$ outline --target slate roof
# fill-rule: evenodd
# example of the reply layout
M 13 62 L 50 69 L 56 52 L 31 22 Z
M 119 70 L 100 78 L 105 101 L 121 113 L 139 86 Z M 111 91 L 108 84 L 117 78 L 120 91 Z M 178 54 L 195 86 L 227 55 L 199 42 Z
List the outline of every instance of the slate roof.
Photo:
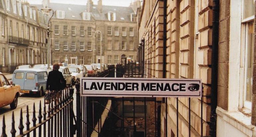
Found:
M 36 6 L 39 9 L 43 8 L 42 5 L 31 4 Z M 51 7 L 56 13 L 56 11 L 63 11 L 65 12 L 65 17 L 63 19 L 82 20 L 82 13 L 87 12 L 86 5 L 78 5 L 62 3 L 50 3 L 49 7 Z M 131 7 L 102 5 L 102 13 L 100 13 L 97 9 L 97 5 L 93 5 L 91 13 L 91 20 L 93 18 L 96 20 L 108 20 L 107 14 L 112 12 L 116 13 L 116 20 L 117 21 L 131 21 L 130 16 L 132 13 L 134 13 Z M 71 9 L 71 10 L 68 9 Z M 73 16 L 73 17 L 72 17 Z M 74 17 L 73 17 L 74 16 Z M 57 18 L 56 14 L 53 17 Z M 124 19 L 121 19 L 123 17 Z

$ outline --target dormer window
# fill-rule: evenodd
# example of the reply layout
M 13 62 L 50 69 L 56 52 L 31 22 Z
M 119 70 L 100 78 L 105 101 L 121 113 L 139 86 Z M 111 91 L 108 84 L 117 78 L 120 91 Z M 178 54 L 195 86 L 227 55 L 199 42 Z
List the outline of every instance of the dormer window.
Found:
M 113 12 L 108 13 L 108 19 L 109 21 L 116 21 L 116 13 Z
M 64 11 L 57 11 L 57 18 L 64 18 L 65 17 L 65 13 Z
M 24 11 L 24 16 L 27 17 L 28 9 L 27 8 L 27 5 L 23 5 L 23 10 Z
M 36 10 L 33 10 L 33 17 L 34 17 L 33 18 L 34 20 L 36 20 Z
M 32 18 L 32 9 L 31 9 L 31 8 L 30 8 L 29 9 L 29 16 L 30 17 L 30 18 L 31 19 Z
M 135 13 L 131 14 L 131 21 L 132 22 L 136 21 L 136 14 Z
M 83 13 L 83 19 L 84 20 L 89 20 L 90 19 L 90 14 L 89 13 Z
M 20 16 L 21 16 L 21 12 L 22 12 L 21 10 L 21 2 L 20 2 L 18 3 L 19 6 L 19 15 L 20 15 Z
M 6 9 L 10 11 L 10 0 L 6 0 Z
M 13 0 L 13 13 L 16 13 L 16 0 Z

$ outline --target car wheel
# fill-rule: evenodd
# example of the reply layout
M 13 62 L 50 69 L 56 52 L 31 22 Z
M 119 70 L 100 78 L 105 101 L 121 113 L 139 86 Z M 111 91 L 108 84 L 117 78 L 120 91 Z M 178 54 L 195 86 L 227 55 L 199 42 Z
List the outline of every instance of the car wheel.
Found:
M 44 95 L 44 89 L 43 88 L 41 88 L 40 89 L 40 91 L 39 91 L 39 92 L 38 93 L 38 94 L 39 94 L 39 97 L 40 97 Z
M 18 95 L 16 95 L 12 102 L 10 104 L 10 106 L 11 107 L 11 109 L 14 109 L 17 107 L 17 105 L 18 105 Z

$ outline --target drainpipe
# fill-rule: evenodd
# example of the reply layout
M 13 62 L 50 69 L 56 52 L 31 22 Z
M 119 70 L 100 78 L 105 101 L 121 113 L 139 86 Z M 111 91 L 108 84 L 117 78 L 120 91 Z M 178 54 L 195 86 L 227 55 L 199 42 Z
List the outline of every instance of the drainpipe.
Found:
M 166 78 L 166 22 L 167 17 L 167 0 L 164 0 L 164 34 L 163 35 L 163 78 Z
M 216 136 L 216 124 L 218 87 L 218 51 L 219 42 L 219 0 L 213 0 L 213 11 L 212 21 L 212 47 L 211 54 L 211 115 L 210 136 Z

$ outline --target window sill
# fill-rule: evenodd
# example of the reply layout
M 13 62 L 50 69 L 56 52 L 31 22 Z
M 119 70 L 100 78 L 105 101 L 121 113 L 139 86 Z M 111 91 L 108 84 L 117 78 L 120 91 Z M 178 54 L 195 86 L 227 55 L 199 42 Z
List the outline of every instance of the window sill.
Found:
M 250 116 L 245 115 L 238 111 L 229 112 L 218 107 L 216 109 L 216 113 L 218 115 L 217 118 L 222 119 L 219 121 L 223 120 L 248 136 L 252 136 L 256 127 L 251 123 Z M 227 130 L 223 129 L 226 129 Z

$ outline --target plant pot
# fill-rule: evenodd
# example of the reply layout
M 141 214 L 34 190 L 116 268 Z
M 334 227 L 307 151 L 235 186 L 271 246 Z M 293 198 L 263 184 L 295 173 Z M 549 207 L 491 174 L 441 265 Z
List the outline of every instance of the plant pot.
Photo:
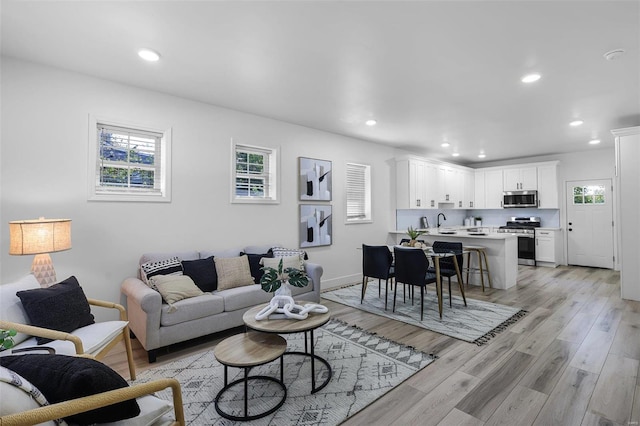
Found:
M 292 297 L 291 296 L 291 286 L 289 285 L 289 281 L 285 281 L 282 283 L 282 285 L 280 286 L 279 289 L 277 289 L 275 291 L 275 293 L 273 293 L 274 296 L 288 296 L 288 297 Z M 279 308 L 284 308 L 285 302 L 283 301 L 278 301 L 278 307 Z

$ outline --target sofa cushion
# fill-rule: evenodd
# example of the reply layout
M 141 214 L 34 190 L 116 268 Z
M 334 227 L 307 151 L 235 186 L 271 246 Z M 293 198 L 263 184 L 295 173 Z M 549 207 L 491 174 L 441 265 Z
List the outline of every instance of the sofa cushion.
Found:
M 218 273 L 218 290 L 255 284 L 249 268 L 247 255 L 239 257 L 215 257 Z
M 128 384 L 105 364 L 90 358 L 26 354 L 0 357 L 0 364 L 36 386 L 50 403 L 94 395 Z M 66 417 L 78 424 L 113 422 L 140 414 L 135 399 Z
M 40 283 L 33 274 L 26 275 L 18 281 L 0 285 L 0 320 L 29 324 L 29 316 L 22 306 L 20 298 L 16 295 L 22 290 L 41 288 Z M 29 335 L 18 333 L 13 341 L 16 344 L 25 341 Z
M 173 306 L 176 309 L 171 311 L 168 305 L 162 305 L 160 325 L 176 325 L 198 318 L 210 317 L 225 311 L 224 299 L 217 294 L 211 293 L 181 300 L 174 303 Z
M 159 262 L 161 260 L 177 257 L 180 260 L 196 260 L 200 259 L 200 254 L 197 251 L 171 251 L 160 253 L 145 253 L 140 256 L 138 265 L 142 265 L 147 262 Z
M 182 275 L 182 262 L 180 262 L 178 256 L 146 262 L 140 265 L 140 275 L 142 276 L 142 281 L 157 291 L 158 289 L 153 286 L 149 279 L 154 275 Z
M 261 245 L 261 246 L 247 246 L 244 249 L 242 249 L 243 252 L 245 253 L 251 253 L 251 254 L 260 254 L 260 253 L 271 253 L 271 249 L 273 247 L 279 247 L 280 244 L 265 244 L 265 245 Z
M 16 294 L 22 301 L 30 324 L 36 327 L 69 333 L 95 322 L 87 297 L 74 276 L 50 287 L 23 290 Z M 44 337 L 36 340 L 40 345 L 51 342 L 51 339 Z
M 240 252 L 242 249 L 240 247 L 230 248 L 224 250 L 206 250 L 200 252 L 200 258 L 204 259 L 207 257 L 238 257 L 240 256 Z
M 307 252 L 298 249 L 288 249 L 286 247 L 273 247 L 271 249 L 273 257 L 300 256 L 300 260 L 308 260 Z
M 242 253 L 244 255 L 247 256 L 247 258 L 249 259 L 249 270 L 251 271 L 251 276 L 253 277 L 253 282 L 255 284 L 259 284 L 260 283 L 260 278 L 262 278 L 262 258 L 263 257 L 267 257 L 267 258 L 271 258 L 273 257 L 273 253 L 269 252 L 265 252 L 265 253 L 261 253 L 261 254 L 254 254 L 254 253 Z
M 218 288 L 218 274 L 213 256 L 206 259 L 183 260 L 182 269 L 185 275 L 191 277 L 202 291 L 215 291 Z
M 204 294 L 191 277 L 186 275 L 154 275 L 150 280 L 151 284 L 156 286 L 162 298 L 169 305 L 182 299 Z
M 246 309 L 262 303 L 266 304 L 273 297 L 273 293 L 263 291 L 260 284 L 231 288 L 215 294 L 224 298 L 224 310 L 226 312 Z

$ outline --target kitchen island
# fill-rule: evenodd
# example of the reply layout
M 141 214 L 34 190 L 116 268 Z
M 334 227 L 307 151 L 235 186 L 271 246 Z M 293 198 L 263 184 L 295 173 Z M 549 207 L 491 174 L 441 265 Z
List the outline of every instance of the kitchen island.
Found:
M 463 246 L 483 246 L 486 248 L 487 260 L 491 272 L 493 288 L 507 289 L 516 285 L 518 278 L 518 237 L 516 234 L 487 232 L 485 235 L 469 233 L 463 229 L 443 230 L 429 229 L 428 234 L 418 237 L 419 240 L 432 245 L 434 241 L 459 241 Z M 390 238 L 393 244 L 399 244 L 408 238 L 406 231 L 392 231 Z M 465 256 L 466 262 L 466 256 Z M 464 267 L 467 267 L 465 264 Z M 472 253 L 471 267 L 478 268 L 478 257 Z M 463 274 L 466 278 L 466 274 Z M 485 281 L 486 283 L 486 281 Z M 480 275 L 470 274 L 469 284 L 480 285 Z

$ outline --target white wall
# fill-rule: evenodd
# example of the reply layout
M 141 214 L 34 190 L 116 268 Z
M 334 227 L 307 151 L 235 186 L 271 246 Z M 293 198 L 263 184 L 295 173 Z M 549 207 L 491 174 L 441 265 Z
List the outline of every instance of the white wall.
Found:
M 71 218 L 73 248 L 52 254 L 59 279 L 76 275 L 90 297 L 120 300 L 120 282 L 150 251 L 251 244 L 298 246 L 297 158 L 333 162 L 333 244 L 308 249 L 323 288 L 358 279 L 363 242 L 385 241 L 394 150 L 81 74 L 2 61 L 2 283 L 28 273 L 31 256 L 8 255 L 10 220 Z M 173 201 L 87 201 L 89 114 L 173 128 Z M 229 202 L 230 140 L 281 148 L 281 203 Z M 372 166 L 372 224 L 345 225 L 345 164 Z

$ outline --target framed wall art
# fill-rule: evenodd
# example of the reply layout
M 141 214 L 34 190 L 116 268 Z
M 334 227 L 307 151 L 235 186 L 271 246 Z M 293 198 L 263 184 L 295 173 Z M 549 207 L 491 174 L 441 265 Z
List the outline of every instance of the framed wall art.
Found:
M 331 245 L 331 206 L 300 204 L 300 248 Z
M 298 157 L 300 201 L 331 201 L 331 161 Z

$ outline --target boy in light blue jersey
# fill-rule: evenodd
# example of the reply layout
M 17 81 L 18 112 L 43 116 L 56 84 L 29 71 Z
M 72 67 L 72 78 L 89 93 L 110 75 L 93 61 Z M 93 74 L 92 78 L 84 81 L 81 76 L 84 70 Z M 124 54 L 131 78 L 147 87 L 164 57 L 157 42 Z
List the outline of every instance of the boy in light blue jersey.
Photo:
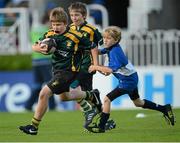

WORK REQUIRED
Identify each line in the listing that contains the word "framed", and copy every such line in full.

THE SOLUTION
$ outline --target framed wall art
List the outline of every instance of the framed wall art.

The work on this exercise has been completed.